- What you are asked to do -
Extract every line in the entries below that contains the word "rear".

- Location identification entries -
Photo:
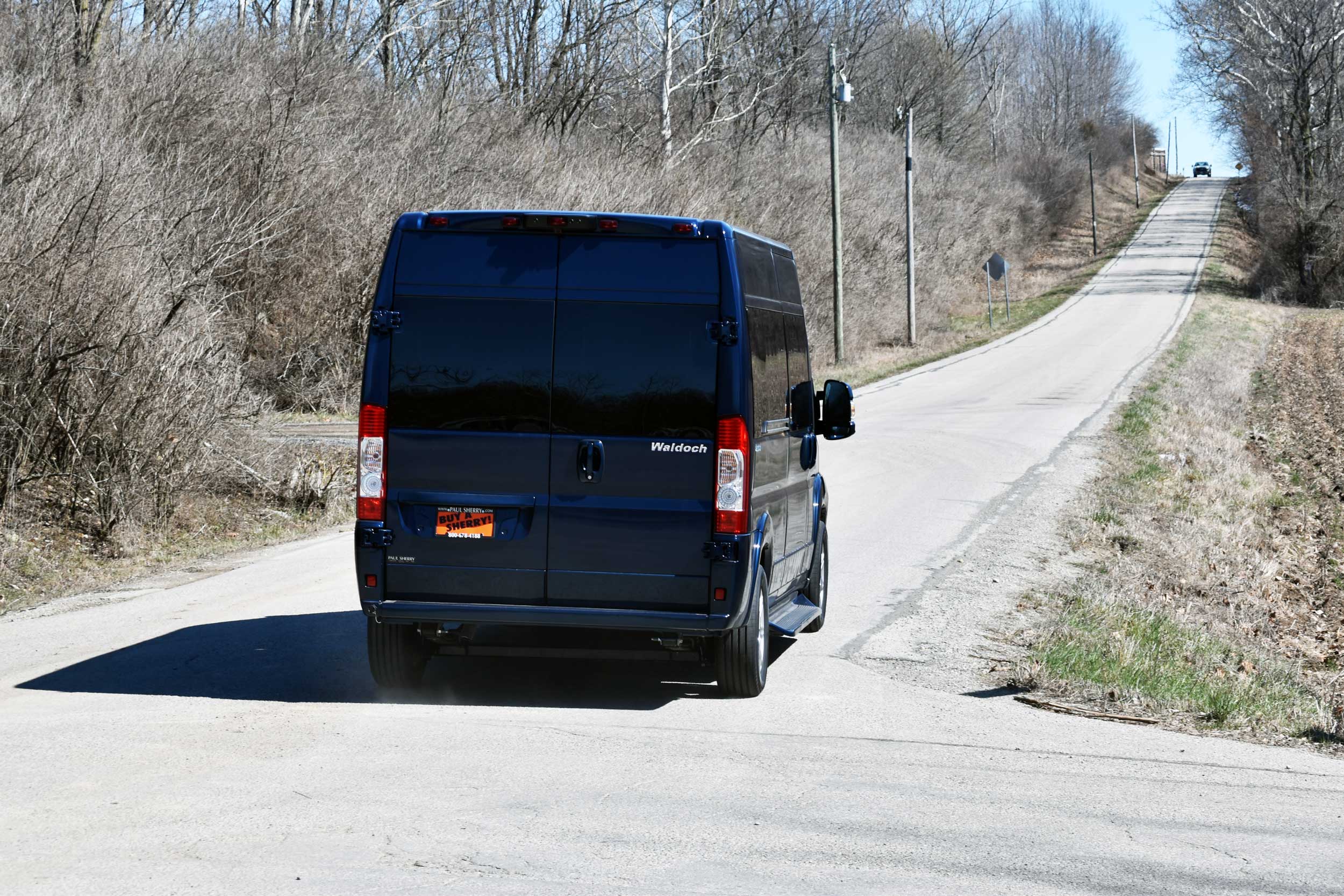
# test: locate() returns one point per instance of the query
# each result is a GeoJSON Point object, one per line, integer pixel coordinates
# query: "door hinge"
{"type": "Point", "coordinates": [385, 320]}
{"type": "Point", "coordinates": [375, 537]}
{"type": "Point", "coordinates": [724, 332]}
{"type": "Point", "coordinates": [721, 550]}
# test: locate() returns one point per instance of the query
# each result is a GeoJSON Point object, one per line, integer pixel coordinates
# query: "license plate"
{"type": "Point", "coordinates": [466, 523]}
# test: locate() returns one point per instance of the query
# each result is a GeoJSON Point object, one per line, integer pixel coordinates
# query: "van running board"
{"type": "Point", "coordinates": [787, 618]}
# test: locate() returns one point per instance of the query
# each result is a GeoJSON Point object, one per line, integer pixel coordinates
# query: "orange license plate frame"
{"type": "Point", "coordinates": [464, 523]}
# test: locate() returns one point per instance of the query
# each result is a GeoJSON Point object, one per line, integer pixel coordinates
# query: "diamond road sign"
{"type": "Point", "coordinates": [996, 267]}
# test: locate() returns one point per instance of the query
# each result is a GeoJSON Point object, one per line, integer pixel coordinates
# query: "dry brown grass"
{"type": "Point", "coordinates": [1057, 268]}
{"type": "Point", "coordinates": [283, 492]}
{"type": "Point", "coordinates": [1210, 594]}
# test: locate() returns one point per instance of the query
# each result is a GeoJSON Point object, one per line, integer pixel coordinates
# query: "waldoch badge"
{"type": "Point", "coordinates": [466, 523]}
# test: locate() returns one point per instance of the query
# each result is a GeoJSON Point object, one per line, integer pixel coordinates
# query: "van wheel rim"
{"type": "Point", "coordinates": [762, 639]}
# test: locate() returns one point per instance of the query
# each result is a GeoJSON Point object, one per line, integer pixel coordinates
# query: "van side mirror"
{"type": "Point", "coordinates": [837, 412]}
{"type": "Point", "coordinates": [802, 409]}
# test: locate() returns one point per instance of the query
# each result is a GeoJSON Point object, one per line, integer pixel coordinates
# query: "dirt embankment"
{"type": "Point", "coordinates": [1299, 415]}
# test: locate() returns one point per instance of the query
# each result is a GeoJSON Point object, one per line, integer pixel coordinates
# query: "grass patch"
{"type": "Point", "coordinates": [1200, 594]}
{"type": "Point", "coordinates": [972, 329]}
{"type": "Point", "coordinates": [1146, 657]}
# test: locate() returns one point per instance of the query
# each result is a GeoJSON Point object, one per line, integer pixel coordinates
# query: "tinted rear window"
{"type": "Point", "coordinates": [518, 261]}
{"type": "Point", "coordinates": [480, 364]}
{"type": "Point", "coordinates": [633, 370]}
{"type": "Point", "coordinates": [613, 268]}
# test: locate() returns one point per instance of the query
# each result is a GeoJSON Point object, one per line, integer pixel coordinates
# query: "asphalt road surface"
{"type": "Point", "coordinates": [224, 735]}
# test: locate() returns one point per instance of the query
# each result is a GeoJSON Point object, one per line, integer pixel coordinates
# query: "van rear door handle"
{"type": "Point", "coordinates": [592, 460]}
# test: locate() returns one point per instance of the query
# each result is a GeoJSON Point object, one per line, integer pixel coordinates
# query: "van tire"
{"type": "Point", "coordinates": [744, 653]}
{"type": "Point", "coordinates": [818, 579]}
{"type": "Point", "coordinates": [397, 655]}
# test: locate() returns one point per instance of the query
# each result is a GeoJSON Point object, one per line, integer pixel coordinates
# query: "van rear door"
{"type": "Point", "coordinates": [633, 422]}
{"type": "Point", "coordinates": [469, 417]}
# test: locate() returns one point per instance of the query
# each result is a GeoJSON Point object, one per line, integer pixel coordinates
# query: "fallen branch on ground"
{"type": "Point", "coordinates": [1080, 711]}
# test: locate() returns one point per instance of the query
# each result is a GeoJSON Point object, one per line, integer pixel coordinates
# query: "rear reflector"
{"type": "Point", "coordinates": [373, 462]}
{"type": "Point", "coordinates": [733, 477]}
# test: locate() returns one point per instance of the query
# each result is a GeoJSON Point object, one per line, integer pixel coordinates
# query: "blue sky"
{"type": "Point", "coordinates": [1155, 49]}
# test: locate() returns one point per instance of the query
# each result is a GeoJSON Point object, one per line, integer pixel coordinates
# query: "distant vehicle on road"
{"type": "Point", "coordinates": [589, 421]}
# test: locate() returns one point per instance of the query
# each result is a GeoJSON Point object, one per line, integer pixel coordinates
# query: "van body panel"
{"type": "Point", "coordinates": [468, 414]}
{"type": "Point", "coordinates": [635, 379]}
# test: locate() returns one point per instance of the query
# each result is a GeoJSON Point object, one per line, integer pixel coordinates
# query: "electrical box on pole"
{"type": "Point", "coordinates": [910, 230]}
{"type": "Point", "coordinates": [839, 93]}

- The output -
# query: "tinted rear window"
# query: "van rear door handle"
# query: "van rear door"
# query: "rear reflector"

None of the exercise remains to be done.